*What this exercise asks*
(1) Rewrite the ECT memory-loss passage between "As I learned" and "can be permanent.", inclusive, swapping "gaps" for "lapses".
(2) Write what comes next in the ECT memory-loss passage, starting after its final sentence.

*Page extract*
The greater the damage, the more likely the remission of psychotic symptoms … Maybe it will be shown that a mentally ill patient can think more clearly and more constructively with less brain in actual operation.

Freeman’s paper was entitled ‘Brain Damaging Therapeutics’.

Another American psychiatrist explained:

There have to be organic changes … for the cure to take place … I think that it may be true that these people have for the time being at any rate more intelligence than they can handle and that the reduction in intelligence is an important factor in the curative process.

The idea that brain damage can be good seems bizarre to me. Nevertheless, variations and extensions on the theme persist in the 21st century. A study in Scotland in 2012 found that ECT reduces the ‘functional connectivity’ of the brain. Instead of cautioning against ECT because of this damage, the authors claimed that this was evidence to support the theory that the brains of depressed people have ‘hyperconnectivity’ and that ECT corrects this. Some psychiatrists in the Netherlands are even arguing that ECT can, and should, be used to target and erase painful memories.

Our review placed persistent gaps in memories, including weddings and birthdays, at 12-55 per cent

As I learned in that New York hospital all those years ago, almost everyone experiences some combination of confusion, headaches, nausea and aching muscles immediately after an ECT. This typically wears off within an hour. However, most also experience some memory gaps, usually for the period immediately prior to the treatment. Some lose life memories from months or years before the treatment (‘retrograde amnesia’) and/or have difficulty retaining new information (‘anterograde amnesia’). The Royal College of Psychiatrists (2020) informs the public that:

A small number of patients report gaps in their memory about events in their life that happened before they had ECT. This tends to affect memories of events that occurred during, or shortly before, the depression started. Sometimes these memories return fully or partially, but sometimes these gaps can be permanent.

Sadly, the ECT community hasn’t been sufficiently concerned about long-term damage to establish just how many suffer permanent memory losses. But it is not ‘a small number’.

*Data*
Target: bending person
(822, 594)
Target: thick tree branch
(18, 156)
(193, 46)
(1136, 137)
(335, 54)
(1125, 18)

*Response list*
(1)
As I learned in that New York hospital all those years ago, almost everyone experiences some combination of confusion, headaches, nausea and aching muscles immediately after an ECT. This typically wears off within an hour. However, most also experience some memory lapses, usually for the period immediately prior to the treatment. Some lose life memories from months or years before the treatment (‘retrograde amnesia’) and/or have difficulty retaining new information (‘anterograde amnesia’). The Royal College of Psychiatrists (2020) informs the public that:

A small number of patients report lapses in their memory about events in their life that happened before they had ECT. This tends to affect memories of events that occurred during, or shortly before, the depression started. Sometimes these memories return fully or partially, but sometimes these lapses can be permanent.

(2)
One review identified four studies of memory loss lasting at least six months and described by patients as ‘persistent or permanent’. They found a range of 29 to 55 per cent, and a weighted average of 38 per cent. The most rigorous study to date was conducted in 2007 by the ECT proponent Harold Sackeim, professor of psychiatry and radiology at Columbia University in New York. Six months after ECT, retrograde amnesia, overall, was much worse than pre-ECT levels. Importantly, the degree of impairment was related to the number of ECTs received. Women and older people were disproportionately impaired. The memory loss was also greater among those who received bilateral ECT (where the electrodes are placed on either side of the head) rather than unilateral ECT (where they are both placed on the same side, thereby protecting half of the brain). Our recent review placed persistent or permanent gaps in life memories, including of weddings and birthdays, somewhere between 12 and 55 per cent.

ECT proponents often argue that memory loss following ECT for depression is caused by the depression not the ECT. A review concluded that: ‘There is no evidence of a correlation between impaired memory/cognition after ECT and impaired mood, much less a causal relationship.’ Furthermore, if the depression is the cause for memory loss, how do they explain the persisting memory loss after depression has been treated with ECT?

Either way, ECT advocates dispute that the long-lasting memory loss observed constitutes ‘brain damage’. Instead, they point to brain-scan studies showing no obvious signs of damage. Critics like me point to other studies identifying cellular, microvascular and neuronal damage invisible on a scan.

Whether or not we call the memory loss ‘brain damage’, it’s easy to find hundreds of personal accounts of incapacitating levels of disruption to people’s lives. In correspondence, one woman recently wrote:

Today I resent myself for agreeing to receive ECT. My long-term memory was destroyed. Memories of childhood friends, memories of major events I attended, memories of my training as a psychiatric registrar, academic memories, etc. I started struggling with simple spelling and calculations. I basically cannot recall an almost entire three years (2004-06), including the relationship I was in at the time. I never told colleagues about this, as I felt ashamed. But I started talking to other people who had ECT and realised I am not alone.

What about lethal consequences? The Royal College of Psychiatrists holds that ‘death caused by ECT is extremely rare’. The American Psychiatric Association reports one death per 10,000 ECT recipients, which they argue is on a par with minor operations involving general anaesthesia. But this assessment ignores the fact that, on average, the patient is about to undergo about 10 such procedures. One of the leading causes of death from ECT is cardiovascular failure. A recent review of 82 studies, including more than 100,000 patients, found that one in 50 patients experience ‘major adverse cardiac events’.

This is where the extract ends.